### What you will do
In the forum thread below, why does the follow-up post say that buying hot dogs in packages of ten and buns in packages of eight makes sense for weenie roasts?

### Selected text
────────────────────────────────────────
# Only in America



## David Baxter PhD (Jul 3, 2009)

Only in America......can a pizza get to your house faster than an ambulance.

Only in America......are there handicap parking places in front of a skating rink.

Only in America......do drugstores make the sick walk all the way to the back of the store to get their prescriptions while healthy people can buy cigarettes at the front.

Only in America......do people order double cheese burgers, large fries, and a diet Coke.

Only in America......do banks leave both doors to the vault open and then chain the pens to the counters.

Only in America......do we leave cars worth thousands of dollars in the driveway and put our useless junk in the garage.

Only in America......do we use answering machines to screen calls and then have call waiting so we won't miss a call from someone we didn't want to talk to in the first place.

Only in America......do we buy hot dogs in packages of ten and buns in packages of eight. *1*

Only in America......do we use the word 'politics' to describe the process so well: Poli' in Latin meaning 'many' and 'tics' meaning 'bloodsucking creatures'.

Only in America......do they have drive-up ATM machines with Braille lettering.


----------



## David Baxter PhD (Jul 3, 2009)

*1* This one does make sense for weenie roasts, though, because no matter how hard you work to convince yourself otherwise, you know you are going to drop a couple into the fire.


----------



## ladylore (Jul 3, 2009)

> Only in America......do they have drive-up ATM machines with Braille lettering.


:rofl: and 



> Only in America......do banks leave both doors to the vault open and then chain the pens to the counters.
> 
> Only in America......do we use the word 'politics' to describe the process so well: Poli' in Latin meaning 'many' and 'tics' meaning 'bloodsucking creatures'.



My other favorites


----------
────────────────────────────────────────
### Material provided

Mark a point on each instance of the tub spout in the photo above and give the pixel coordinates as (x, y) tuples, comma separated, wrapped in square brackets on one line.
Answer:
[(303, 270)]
────────────────────────────────────────
### Task result
No matter how hard you try to convince yourself otherwise, you know you will drop a couple of hot dogs into the fire.